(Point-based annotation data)
--- Begin ---

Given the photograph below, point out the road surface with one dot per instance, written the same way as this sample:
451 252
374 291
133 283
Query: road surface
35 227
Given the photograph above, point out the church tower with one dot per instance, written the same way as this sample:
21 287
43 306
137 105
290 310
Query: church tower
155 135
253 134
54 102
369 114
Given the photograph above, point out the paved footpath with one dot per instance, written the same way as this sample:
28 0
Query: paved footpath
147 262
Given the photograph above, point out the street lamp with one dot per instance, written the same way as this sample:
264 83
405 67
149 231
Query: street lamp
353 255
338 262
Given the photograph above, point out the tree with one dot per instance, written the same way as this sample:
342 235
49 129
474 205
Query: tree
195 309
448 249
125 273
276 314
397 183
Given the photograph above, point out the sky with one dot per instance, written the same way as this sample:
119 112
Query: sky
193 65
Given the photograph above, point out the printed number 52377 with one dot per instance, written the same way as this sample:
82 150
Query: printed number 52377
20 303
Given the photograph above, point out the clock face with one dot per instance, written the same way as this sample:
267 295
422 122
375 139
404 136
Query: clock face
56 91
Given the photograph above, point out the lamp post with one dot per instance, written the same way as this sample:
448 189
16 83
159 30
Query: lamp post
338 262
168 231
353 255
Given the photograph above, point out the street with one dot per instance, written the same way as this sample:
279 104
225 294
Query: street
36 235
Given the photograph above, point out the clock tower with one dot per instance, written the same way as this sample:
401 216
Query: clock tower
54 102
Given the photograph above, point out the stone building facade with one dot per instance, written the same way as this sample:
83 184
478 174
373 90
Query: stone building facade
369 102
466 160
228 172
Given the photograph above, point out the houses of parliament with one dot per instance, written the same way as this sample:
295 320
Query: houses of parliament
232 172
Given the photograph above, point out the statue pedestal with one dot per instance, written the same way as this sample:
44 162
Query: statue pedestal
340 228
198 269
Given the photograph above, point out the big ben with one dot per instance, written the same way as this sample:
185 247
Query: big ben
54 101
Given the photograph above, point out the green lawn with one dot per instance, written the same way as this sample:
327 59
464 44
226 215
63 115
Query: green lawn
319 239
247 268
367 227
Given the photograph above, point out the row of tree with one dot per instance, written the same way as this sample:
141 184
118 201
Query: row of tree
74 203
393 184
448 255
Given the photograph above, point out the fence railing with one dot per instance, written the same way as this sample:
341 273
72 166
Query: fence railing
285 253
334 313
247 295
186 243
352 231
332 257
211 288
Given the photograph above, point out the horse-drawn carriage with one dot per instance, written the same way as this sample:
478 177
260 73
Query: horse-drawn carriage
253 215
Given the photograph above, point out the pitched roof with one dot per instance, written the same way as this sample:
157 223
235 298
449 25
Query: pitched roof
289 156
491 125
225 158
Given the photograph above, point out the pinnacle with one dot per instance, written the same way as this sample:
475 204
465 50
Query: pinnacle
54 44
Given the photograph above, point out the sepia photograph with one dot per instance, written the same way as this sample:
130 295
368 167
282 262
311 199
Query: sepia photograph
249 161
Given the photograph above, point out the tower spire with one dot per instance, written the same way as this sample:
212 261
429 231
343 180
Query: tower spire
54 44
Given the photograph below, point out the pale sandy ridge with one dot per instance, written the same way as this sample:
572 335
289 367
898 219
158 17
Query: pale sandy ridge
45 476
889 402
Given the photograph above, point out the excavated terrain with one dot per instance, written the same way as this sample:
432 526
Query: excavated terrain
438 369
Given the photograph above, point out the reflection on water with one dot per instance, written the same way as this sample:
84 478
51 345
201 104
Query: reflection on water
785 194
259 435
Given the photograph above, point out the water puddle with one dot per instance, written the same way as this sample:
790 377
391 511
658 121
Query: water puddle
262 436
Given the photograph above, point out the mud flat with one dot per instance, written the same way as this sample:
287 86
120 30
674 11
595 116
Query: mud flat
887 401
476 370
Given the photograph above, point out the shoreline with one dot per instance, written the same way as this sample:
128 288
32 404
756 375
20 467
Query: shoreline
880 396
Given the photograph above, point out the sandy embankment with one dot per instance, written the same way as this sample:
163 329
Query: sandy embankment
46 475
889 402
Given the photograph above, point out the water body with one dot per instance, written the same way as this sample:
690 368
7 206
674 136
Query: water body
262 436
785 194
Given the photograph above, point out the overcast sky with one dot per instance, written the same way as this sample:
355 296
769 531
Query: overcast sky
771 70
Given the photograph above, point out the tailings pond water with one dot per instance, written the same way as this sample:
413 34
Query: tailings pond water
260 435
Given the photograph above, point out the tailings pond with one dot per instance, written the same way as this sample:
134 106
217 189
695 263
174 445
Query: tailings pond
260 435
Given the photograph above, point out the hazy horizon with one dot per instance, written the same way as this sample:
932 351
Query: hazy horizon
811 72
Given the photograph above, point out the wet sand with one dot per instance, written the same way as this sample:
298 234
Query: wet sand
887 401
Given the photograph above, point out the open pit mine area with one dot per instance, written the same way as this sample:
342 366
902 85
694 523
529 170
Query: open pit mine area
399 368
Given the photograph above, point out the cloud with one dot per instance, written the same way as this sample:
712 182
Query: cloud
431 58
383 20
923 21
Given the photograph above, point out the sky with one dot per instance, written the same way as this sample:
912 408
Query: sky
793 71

--- End ---
--- Begin ---

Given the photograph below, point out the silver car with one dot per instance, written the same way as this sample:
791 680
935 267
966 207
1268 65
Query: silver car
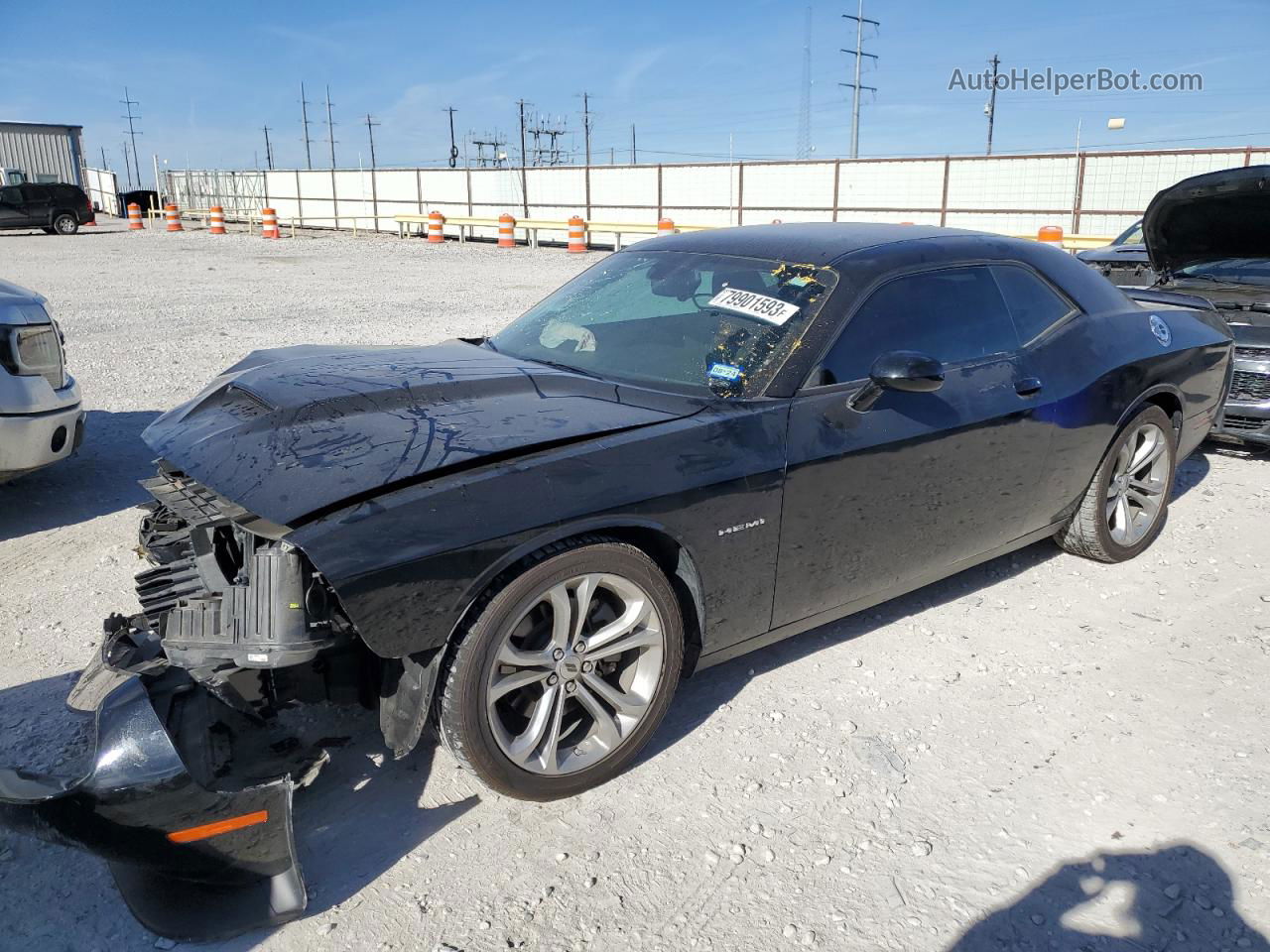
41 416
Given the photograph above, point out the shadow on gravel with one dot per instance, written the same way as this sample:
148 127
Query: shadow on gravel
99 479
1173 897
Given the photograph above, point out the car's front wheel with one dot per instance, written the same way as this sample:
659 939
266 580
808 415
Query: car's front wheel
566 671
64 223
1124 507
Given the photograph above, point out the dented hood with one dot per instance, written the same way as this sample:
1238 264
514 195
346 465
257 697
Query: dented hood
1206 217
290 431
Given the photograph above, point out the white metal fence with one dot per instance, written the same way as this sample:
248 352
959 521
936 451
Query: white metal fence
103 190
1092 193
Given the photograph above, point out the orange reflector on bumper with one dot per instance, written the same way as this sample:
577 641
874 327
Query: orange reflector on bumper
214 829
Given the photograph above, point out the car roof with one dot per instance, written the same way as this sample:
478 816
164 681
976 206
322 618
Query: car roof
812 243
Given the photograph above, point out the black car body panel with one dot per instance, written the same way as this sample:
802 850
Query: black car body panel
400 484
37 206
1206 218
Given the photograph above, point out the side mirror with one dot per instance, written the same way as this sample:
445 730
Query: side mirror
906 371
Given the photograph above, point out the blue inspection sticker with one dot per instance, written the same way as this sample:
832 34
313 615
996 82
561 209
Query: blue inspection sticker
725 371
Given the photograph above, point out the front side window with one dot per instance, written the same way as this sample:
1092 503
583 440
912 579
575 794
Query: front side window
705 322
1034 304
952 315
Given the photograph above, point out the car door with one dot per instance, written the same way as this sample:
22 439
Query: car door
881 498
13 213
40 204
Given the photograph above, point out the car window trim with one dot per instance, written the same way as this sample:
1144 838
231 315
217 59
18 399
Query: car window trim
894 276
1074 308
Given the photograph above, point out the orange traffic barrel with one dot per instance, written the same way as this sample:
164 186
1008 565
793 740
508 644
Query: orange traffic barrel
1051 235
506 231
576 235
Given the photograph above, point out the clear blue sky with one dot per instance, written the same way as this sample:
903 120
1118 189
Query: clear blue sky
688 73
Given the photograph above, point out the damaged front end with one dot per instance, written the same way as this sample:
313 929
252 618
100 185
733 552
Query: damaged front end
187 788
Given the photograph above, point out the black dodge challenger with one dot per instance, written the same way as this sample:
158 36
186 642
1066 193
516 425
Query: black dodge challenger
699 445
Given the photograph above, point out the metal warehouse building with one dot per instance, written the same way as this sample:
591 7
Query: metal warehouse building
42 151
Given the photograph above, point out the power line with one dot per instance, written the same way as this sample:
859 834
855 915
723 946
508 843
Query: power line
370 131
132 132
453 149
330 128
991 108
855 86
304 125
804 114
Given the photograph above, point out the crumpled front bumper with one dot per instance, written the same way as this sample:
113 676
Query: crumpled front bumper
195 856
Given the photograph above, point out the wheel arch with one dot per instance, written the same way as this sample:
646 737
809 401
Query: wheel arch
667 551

--- End ---

- **WHAT THE TASK ASKS**: Identify each line of the data above that contains the string "railing" and copy every such line.

- **SOLUTION TO THIS PROBLEM**:
Given the photograph above, point out the fence railing with one dot per instance, written the same way as this sample:
Query: fence railing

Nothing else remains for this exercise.